# Exercise details
Reproduce the material below line for line, keeping every character unchanged.

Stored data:
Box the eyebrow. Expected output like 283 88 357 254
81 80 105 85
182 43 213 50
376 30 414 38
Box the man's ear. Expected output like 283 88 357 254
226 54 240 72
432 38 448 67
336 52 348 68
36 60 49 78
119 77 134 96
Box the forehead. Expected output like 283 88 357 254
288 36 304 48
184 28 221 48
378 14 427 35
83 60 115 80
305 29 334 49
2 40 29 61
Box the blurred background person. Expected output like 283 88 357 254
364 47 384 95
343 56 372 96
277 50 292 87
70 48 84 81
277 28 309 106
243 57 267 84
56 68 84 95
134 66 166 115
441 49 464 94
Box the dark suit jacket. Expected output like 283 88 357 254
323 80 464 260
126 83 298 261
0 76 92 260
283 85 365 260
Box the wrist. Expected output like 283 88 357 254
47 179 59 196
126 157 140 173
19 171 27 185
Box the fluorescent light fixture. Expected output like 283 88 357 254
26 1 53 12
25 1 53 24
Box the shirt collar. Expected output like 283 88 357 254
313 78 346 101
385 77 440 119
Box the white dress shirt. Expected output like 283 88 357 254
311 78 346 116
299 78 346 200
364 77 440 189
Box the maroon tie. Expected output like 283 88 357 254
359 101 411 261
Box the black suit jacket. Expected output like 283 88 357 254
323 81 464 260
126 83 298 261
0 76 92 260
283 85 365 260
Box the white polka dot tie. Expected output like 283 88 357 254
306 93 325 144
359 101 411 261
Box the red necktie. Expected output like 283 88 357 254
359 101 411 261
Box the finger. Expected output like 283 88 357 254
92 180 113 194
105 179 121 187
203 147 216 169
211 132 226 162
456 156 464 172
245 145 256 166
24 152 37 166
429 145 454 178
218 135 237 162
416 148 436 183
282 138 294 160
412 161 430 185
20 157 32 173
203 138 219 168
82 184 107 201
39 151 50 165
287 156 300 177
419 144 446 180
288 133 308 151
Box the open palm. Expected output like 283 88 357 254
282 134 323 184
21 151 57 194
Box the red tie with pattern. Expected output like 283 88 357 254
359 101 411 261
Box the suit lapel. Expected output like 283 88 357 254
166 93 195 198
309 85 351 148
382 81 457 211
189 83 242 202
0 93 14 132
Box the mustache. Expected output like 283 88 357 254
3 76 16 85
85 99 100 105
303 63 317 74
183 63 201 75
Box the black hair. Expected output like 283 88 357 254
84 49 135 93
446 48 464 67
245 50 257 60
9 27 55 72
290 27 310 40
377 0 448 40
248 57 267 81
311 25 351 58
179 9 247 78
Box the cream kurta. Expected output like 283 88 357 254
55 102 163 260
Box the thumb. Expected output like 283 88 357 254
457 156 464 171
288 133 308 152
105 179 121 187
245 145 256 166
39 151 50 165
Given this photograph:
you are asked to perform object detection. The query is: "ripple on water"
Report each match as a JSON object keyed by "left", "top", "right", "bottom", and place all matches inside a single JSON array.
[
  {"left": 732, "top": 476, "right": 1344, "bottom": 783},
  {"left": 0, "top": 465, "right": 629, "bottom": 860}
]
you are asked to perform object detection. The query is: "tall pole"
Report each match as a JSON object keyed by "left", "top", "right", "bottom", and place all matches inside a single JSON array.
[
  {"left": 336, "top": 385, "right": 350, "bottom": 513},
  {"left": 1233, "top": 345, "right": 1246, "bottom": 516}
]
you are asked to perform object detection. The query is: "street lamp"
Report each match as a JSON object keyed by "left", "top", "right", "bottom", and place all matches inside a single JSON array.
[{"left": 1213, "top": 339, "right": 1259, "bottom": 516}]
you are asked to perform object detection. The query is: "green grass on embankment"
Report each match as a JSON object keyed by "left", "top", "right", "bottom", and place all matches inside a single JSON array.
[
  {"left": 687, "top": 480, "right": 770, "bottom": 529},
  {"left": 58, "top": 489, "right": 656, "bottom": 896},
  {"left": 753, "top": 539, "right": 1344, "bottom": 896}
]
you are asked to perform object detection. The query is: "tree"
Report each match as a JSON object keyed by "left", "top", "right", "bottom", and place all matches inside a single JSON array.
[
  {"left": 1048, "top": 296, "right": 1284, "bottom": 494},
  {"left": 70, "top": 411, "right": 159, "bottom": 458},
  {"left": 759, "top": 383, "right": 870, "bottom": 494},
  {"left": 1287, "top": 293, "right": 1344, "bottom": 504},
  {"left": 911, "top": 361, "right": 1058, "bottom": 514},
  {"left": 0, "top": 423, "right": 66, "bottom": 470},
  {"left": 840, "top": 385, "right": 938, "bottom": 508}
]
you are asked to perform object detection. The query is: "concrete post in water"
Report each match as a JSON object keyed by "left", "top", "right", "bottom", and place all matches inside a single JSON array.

# Solution for this exercise
Box the eyebrow. Expected output like 283 88 357 254
81 80 105 85
182 43 213 50
376 30 414 38
Box the man's ear. Expected output like 283 88 357 254
226 54 240 72
432 38 448 67
336 52 348 68
36 60 49 78
119 77 134 96
Box the forehead. Expected output like 283 88 357 254
288 36 304 48
184 28 221 48
378 14 427 35
83 60 115 80
305 29 334 49
2 40 29 61
Box the blurred background person. Expected output like 283 88 357 254
364 47 384 95
343 56 372 96
277 50 292 87
70 48 84 81
277 28 309 106
243 57 267 84
56 68 84 95
134 66 166 115
441 49 464 94
Box the dark suit jacket. Expected output like 283 88 357 254
323 80 464 260
126 83 298 261
0 76 92 260
283 85 365 260
Box the wrist. Expected output like 283 88 357 254
47 179 59 196
126 157 140 173
19 171 27 185
Box the fluorescent light fixture. Expected output like 283 88 357 254
26 1 53 12
25 1 53 24
Box the shirt collar. Expected output like 283 88 357 254
313 78 346 101
385 77 440 119
Box the white dress shirt. Expected output like 283 88 357 254
311 78 346 116
299 78 346 200
364 77 440 189
Box the maroon tie. Expected output like 283 88 357 254
359 101 411 261
Box the black suit jacket. Expected output like 283 88 357 254
323 81 464 260
126 83 298 261
0 76 92 260
283 85 365 260
Box the white polka dot tie. Expected output like 283 88 357 254
306 93 325 144
359 101 411 261
Box the red necktie. Expected output like 283 88 357 254
359 101 411 261
Box the finger. Expected output like 283 88 357 254
92 180 113 194
105 179 121 187
203 147 216 169
211 132 226 162
456 156 464 172
245 145 256 166
24 152 37 166
429 145 454 178
218 135 237 162
416 148 436 183
282 138 294 160
412 161 430 185
20 157 32 173
203 138 219 168
82 184 107 201
39 151 50 165
287 156 300 177
419 144 446 180
288 133 308 151
Box the open palm. Expected output like 283 88 357 254
282 134 323 184
21 151 57 194
Box the red tie with pattern. Expected output like 283 88 357 254
359 101 411 261
Box the suit lapel. Expected output like 283 88 357 254
166 93 195 198
309 85 351 148
382 81 457 211
189 83 242 202
0 93 14 132
Box the mustache. Expected output like 283 88 357 254
3 76 16 85
85 99 100 105
303 63 317 74
183 63 201 75
Box the black hair. Expected output like 283 88 357 254
84 49 135 93
446 48 464 67
245 50 257 60
9 27 55 72
290 27 310 40
377 0 448 40
248 57 267 81
311 25 351 58
179 9 247 78
Box the cream kurta. Expected output like 283 88 357 254
55 102 163 260
Box the thumb. Expected output like 283 88 357 254
457 156 464 171
288 133 308 152
105 179 121 187
245 145 256 166
39 151 50 165
Given this photograph:
you are asked to perform object detection. The query is: "ripple on water"
Report each match as a JSON object keyed by "left", "top", "right", "bottom", and place all matches inside a single JSON array.
[
  {"left": 732, "top": 476, "right": 1344, "bottom": 783},
  {"left": 0, "top": 465, "right": 629, "bottom": 860}
]
you are asked to perform object detection. The query is: "tall pole"
Report each match as a JSON object keyed by "left", "top", "right", "bottom", and place all matches inside a single JSON array.
[
  {"left": 336, "top": 385, "right": 350, "bottom": 513},
  {"left": 1233, "top": 345, "right": 1246, "bottom": 516}
]
you are asked to perform object detection. The query is: "street lamp"
Report each match as a JSON object keyed by "left", "top", "right", "bottom", and place all matches inside a single JSON array.
[{"left": 1213, "top": 339, "right": 1259, "bottom": 516}]
you are asked to perform object detection. The query is: "green grass on embankment"
Report each match as a JSON object keyed by "left", "top", "right", "bottom", and place all matches inside a single JSON array.
[
  {"left": 687, "top": 480, "right": 770, "bottom": 529},
  {"left": 58, "top": 489, "right": 656, "bottom": 896},
  {"left": 753, "top": 539, "right": 1344, "bottom": 896}
]
you are asked to perform object detection. The query is: "tree"
Report each match as a JSON object keyed by "left", "top", "right", "bottom", and place all matches inside a single JSON array.
[
  {"left": 1048, "top": 296, "right": 1284, "bottom": 494},
  {"left": 70, "top": 411, "right": 159, "bottom": 458},
  {"left": 759, "top": 383, "right": 870, "bottom": 494},
  {"left": 1287, "top": 293, "right": 1344, "bottom": 504},
  {"left": 911, "top": 361, "right": 1058, "bottom": 514},
  {"left": 0, "top": 423, "right": 66, "bottom": 470},
  {"left": 840, "top": 385, "right": 938, "bottom": 508}
]
you are asked to perform object detection. The query is: "concrete post in water"
Report each match as a JSON object keyed by "left", "top", "right", "bottom", and place all matches inside a single JSON array.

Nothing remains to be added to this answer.